# [Instructions for the task]
With the pictures left out, repeat every entry that follows exactly.

# [The data]
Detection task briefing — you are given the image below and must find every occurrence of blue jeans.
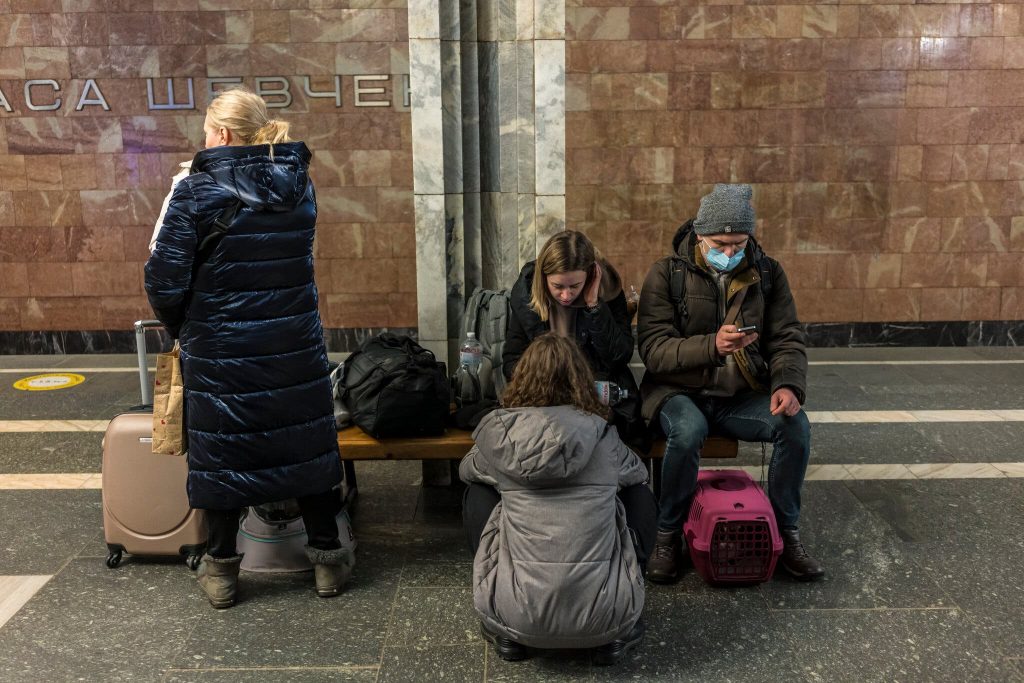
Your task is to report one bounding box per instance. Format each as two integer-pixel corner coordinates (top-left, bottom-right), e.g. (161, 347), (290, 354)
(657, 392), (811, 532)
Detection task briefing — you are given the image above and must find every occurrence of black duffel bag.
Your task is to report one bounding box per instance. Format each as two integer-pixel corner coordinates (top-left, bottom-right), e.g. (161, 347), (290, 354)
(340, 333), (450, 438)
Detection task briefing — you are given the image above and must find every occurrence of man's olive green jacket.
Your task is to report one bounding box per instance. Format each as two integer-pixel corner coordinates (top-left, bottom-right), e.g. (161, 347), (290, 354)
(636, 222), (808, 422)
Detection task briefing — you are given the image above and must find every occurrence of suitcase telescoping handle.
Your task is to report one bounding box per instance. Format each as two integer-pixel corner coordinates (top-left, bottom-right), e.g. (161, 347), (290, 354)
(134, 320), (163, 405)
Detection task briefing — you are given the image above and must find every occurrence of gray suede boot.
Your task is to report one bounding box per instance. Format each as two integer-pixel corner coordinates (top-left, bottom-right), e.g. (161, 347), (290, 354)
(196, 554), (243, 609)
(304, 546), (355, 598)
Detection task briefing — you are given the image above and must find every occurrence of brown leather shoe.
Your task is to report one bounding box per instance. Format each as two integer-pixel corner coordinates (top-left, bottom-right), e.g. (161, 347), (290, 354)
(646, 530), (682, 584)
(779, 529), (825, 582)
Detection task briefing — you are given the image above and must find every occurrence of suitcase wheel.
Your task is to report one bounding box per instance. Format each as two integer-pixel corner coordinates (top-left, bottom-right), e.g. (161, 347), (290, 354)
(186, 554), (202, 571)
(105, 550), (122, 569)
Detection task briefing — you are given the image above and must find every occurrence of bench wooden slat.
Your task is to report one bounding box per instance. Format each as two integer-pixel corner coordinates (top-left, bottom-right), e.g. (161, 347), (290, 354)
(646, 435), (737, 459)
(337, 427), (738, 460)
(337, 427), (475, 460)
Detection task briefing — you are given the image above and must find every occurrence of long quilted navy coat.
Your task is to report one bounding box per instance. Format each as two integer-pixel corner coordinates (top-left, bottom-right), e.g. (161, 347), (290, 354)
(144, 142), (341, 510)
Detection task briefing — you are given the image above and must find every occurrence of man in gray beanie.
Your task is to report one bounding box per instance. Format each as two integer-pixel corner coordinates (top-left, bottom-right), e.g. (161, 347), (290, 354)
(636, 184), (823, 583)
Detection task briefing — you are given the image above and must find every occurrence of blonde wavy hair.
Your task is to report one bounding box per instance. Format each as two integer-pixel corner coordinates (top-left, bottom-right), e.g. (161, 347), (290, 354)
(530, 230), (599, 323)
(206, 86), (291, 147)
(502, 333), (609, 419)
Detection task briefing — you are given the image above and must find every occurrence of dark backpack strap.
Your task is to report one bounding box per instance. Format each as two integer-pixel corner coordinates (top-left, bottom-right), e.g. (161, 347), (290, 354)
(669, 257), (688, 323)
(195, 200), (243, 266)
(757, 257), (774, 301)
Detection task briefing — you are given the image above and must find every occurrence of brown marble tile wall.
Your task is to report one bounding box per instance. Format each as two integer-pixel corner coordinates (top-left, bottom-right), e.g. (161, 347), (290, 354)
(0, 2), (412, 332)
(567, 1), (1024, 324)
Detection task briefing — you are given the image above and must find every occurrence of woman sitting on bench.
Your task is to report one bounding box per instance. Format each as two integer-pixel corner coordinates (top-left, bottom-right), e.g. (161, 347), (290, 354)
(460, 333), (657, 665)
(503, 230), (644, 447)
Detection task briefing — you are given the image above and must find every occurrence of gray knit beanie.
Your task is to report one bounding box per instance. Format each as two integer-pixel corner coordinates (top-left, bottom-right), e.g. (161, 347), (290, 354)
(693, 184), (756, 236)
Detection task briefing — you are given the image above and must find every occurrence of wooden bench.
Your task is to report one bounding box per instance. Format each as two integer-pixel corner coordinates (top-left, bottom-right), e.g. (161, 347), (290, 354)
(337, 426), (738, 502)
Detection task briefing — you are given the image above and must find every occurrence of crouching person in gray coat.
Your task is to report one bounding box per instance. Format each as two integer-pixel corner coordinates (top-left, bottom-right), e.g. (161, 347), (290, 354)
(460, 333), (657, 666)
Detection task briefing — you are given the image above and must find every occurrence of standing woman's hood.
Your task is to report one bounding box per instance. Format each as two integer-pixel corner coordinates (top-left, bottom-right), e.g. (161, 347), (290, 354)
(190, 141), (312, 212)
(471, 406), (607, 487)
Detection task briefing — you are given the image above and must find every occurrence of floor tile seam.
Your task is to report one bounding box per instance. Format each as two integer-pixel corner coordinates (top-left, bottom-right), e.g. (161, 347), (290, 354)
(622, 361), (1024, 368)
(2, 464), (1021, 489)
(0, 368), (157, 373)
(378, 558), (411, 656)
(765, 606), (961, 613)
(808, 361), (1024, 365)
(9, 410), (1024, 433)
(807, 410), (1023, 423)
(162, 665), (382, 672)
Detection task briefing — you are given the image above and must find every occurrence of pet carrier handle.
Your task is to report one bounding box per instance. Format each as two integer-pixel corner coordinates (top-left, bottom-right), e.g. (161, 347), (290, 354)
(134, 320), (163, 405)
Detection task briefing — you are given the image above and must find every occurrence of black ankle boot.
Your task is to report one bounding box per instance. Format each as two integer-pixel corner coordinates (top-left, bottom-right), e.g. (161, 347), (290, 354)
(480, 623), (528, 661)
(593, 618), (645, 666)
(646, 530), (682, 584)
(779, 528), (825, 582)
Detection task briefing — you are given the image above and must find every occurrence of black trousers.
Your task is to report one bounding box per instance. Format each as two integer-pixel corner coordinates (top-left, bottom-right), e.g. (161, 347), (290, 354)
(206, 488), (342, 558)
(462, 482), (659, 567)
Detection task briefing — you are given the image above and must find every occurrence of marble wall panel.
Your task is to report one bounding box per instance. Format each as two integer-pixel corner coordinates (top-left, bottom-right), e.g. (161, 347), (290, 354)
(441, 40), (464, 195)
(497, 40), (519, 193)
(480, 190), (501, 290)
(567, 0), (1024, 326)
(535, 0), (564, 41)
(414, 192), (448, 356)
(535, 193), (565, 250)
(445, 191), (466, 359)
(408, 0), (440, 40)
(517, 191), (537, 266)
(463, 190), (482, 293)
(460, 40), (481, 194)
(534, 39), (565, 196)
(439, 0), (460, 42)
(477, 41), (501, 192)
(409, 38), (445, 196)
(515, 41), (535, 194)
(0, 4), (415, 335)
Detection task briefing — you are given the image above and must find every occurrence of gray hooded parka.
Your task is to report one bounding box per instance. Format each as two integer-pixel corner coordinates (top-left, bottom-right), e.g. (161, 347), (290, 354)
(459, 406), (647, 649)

# [Response to this exercise]
Detection task briefing — you are given the image below and must find every occurrence of blue jeans.
Your task is to report one bounding box per instance. Format each as two integer-pixel corner coordinates (top-left, bottom-right), e.g. (161, 347), (290, 354)
(657, 392), (811, 532)
Detection task briefing — you are given the image above and must find every occurrence of black duffel bag.
Your task is to report one bounding box per instance. Format each as two integer-pixel corner coordinates (top-left, bottom-right), e.g. (161, 347), (290, 354)
(340, 333), (450, 438)
Detection task briefing — you are given the image above and must find every occurrence of man's olive green jacket.
Your task is to report one bounding box per instance. Format each as two integer-pixel corner coordinates (top-left, bottom-right), e.g. (161, 347), (290, 354)
(636, 222), (808, 422)
Detection task briefing — you are given the image above and must find every occurrence of suitcase telescoping handle.
Your task is to report one bounding box per instance. Format each as two integer-pixel corner coordinates (top-left, bottom-right), e.g. (161, 347), (290, 354)
(134, 320), (163, 405)
Detection task briefing — you are given the image above and must find every occurrence of gray suede boot.
Your task is to report one bounding box per instance. Format each as two integer-pixel corner coordinates (top-left, bottom-right), e.g. (161, 347), (290, 354)
(196, 554), (243, 609)
(304, 546), (355, 598)
Detection task briefing — you are given the image above and must find every occurrence of brown leather shoe.
Your task is to report one bounding box per instance. Format each as two integer-pixel corner coordinates (top-left, bottom-right), e.g. (161, 347), (290, 354)
(646, 530), (682, 584)
(779, 529), (825, 582)
Detection task briefing — you are given the image above and must find every occurrence of suitcase wheel.
Your task is to report one bounding box per instance. Format each as two integer-pixel corner coordinates (top-left, bottom-right), e.g. (161, 347), (290, 354)
(186, 554), (202, 571)
(105, 550), (122, 569)
Detection task briefing — you are given the image above and must find every occurrence of bench wooden slat.
Your task is to report one bounding box per instance. Format each as two integer-pixel corner coordinates (top-left, bottom-right), e.g. (161, 347), (290, 354)
(646, 435), (737, 459)
(337, 427), (738, 460)
(337, 427), (475, 460)
Detection task briefing — you are given the image above and must find every occurrence of long quilted navy coat.
Your task is to report one bounding box per instance. Format each as two integer-pixel corner coordinates (top-left, bottom-right), e.g. (161, 347), (290, 354)
(144, 142), (341, 510)
Detection task briefing — you are given the image above and must find every occurrence of man in gray beanie.
Your task is to report one bounding box per instance. Format each as two integer-pixel corner coordinates (top-left, bottom-right), e.g. (161, 347), (290, 354)
(636, 184), (823, 583)
Detection task briefing — you are given the image above and must find every occurrence of blonde wavy hair.
Your task is to report one bounding box per instance. Format each as two integer-pixel corner coordinates (top-left, bottom-right), e.g. (161, 347), (290, 354)
(530, 230), (599, 323)
(206, 86), (291, 147)
(502, 333), (609, 419)
Detection task briefing — you are given the image above and must find every occurrence of dark backpack strap.
Your task is to report one bounding box per instance. Format each as two integer-pixel corner coordinates (top-left, bottom-right), e.g. (161, 347), (290, 354)
(669, 257), (688, 323)
(195, 200), (243, 266)
(757, 257), (774, 301)
Detection task briefing — you are given the image above and must find every occurrence of brown marble tile wall.
Your task is to report one bounding box per instance. Format each as two integer-pixel corner coordinates (top-left, bottom-right), e.g. (161, 347), (290, 354)
(0, 2), (412, 332)
(567, 1), (1024, 324)
Detection task briefing — you are given the image above and must find every occurrence of woman sitting on bench.
Your task is to report one bounding box per instance. Format each as two integer-pixel corner coordinates (top-left, bottom-right), e.g. (161, 347), (290, 354)
(460, 333), (657, 665)
(503, 230), (644, 447)
Detection task briefing — you are given the image above and must find every occurrence of gray knit beanie.
Your task is to report one bounding box per instance. Format each as two integer-pixel corner coordinates (top-left, bottom-right), e.g. (161, 347), (290, 354)
(693, 184), (756, 236)
Detection task briefing — you are given the image above and must find every occurrence of wooden bench.
Your task is to report one bounding box per instance. Format each as two integer-pixel corner coordinates (top-left, bottom-right), e.g. (161, 347), (290, 354)
(337, 426), (738, 502)
Detection task briefing — you are given the image above and must find every occurrence of crouching person in gray coat.
Your task is to report one bounding box per instance. Format each as two integer-pixel corner coordinates (top-left, bottom-right), e.g. (161, 347), (290, 354)
(460, 333), (657, 666)
Detection task briefing — you are given the image above and must find every occurrence of standing woman's hood.
Your task is to report one bounding box per instance. Format each as two integer-pixel corner coordinates (top-left, bottom-right), e.g. (161, 347), (290, 354)
(190, 141), (312, 212)
(471, 406), (607, 487)
Detection task briefing — you are given the image above and must find every occurrence of floor tile seam.
Your task is to report one bounding box per instance. Format each as two integer-pixel corner coordinates (top-left, bottom-right), e.g. (161, 347), (290, 354)
(622, 361), (1024, 368)
(2, 464), (1021, 489)
(0, 368), (157, 373)
(378, 558), (411, 656)
(765, 606), (961, 613)
(808, 361), (1024, 365)
(9, 410), (1024, 433)
(807, 410), (1023, 423)
(162, 665), (382, 672)
Detection task briefing — you are given the image above and must find every occurrence of pet carrier handle.
Your task is to report one bounding box per instance. Format each as two integer-pixel corner coordinates (top-left, bottom-right), e.g. (161, 347), (290, 354)
(134, 320), (163, 405)
Detection task briefing — you are given the image above and must find every occurrence of black ankle boot.
Your task is to report one bounding box per instance. Format each as two integer-pixel corner coordinates (top-left, bottom-right), e.g. (161, 347), (290, 354)
(480, 623), (528, 661)
(593, 618), (645, 666)
(646, 530), (682, 584)
(779, 528), (825, 582)
Detection task briefing — you are given the image above and must find every occurrence of black trousers.
Your task is to report one bounding box per instance. Format each as two integer-pixel corner coordinates (top-left, bottom-right), e.g. (161, 347), (290, 354)
(206, 488), (342, 558)
(462, 482), (659, 567)
Detection task briefing — you are given the image above and must find every occurrence of marble wall panel.
Your task is to report one bounding box per instance. Format each as two integer-pixel corner coordinates (top-left, bottom-right), e.g. (161, 347), (290, 354)
(441, 40), (464, 195)
(497, 40), (519, 193)
(480, 190), (501, 290)
(567, 0), (1024, 326)
(535, 0), (564, 41)
(414, 192), (448, 356)
(535, 193), (565, 250)
(445, 191), (466, 359)
(408, 0), (440, 40)
(517, 191), (537, 266)
(463, 190), (482, 293)
(460, 40), (481, 194)
(534, 39), (565, 196)
(439, 0), (460, 42)
(477, 41), (501, 192)
(409, 38), (445, 196)
(515, 41), (535, 194)
(0, 4), (415, 335)
Detection task briefing — you are given the image above and must find every occurrence of gray hooded parka.
Your task is to report one bounding box per instance. Format each as two integer-pixel corner coordinates (top-left, bottom-right), e.g. (161, 347), (290, 354)
(459, 406), (647, 649)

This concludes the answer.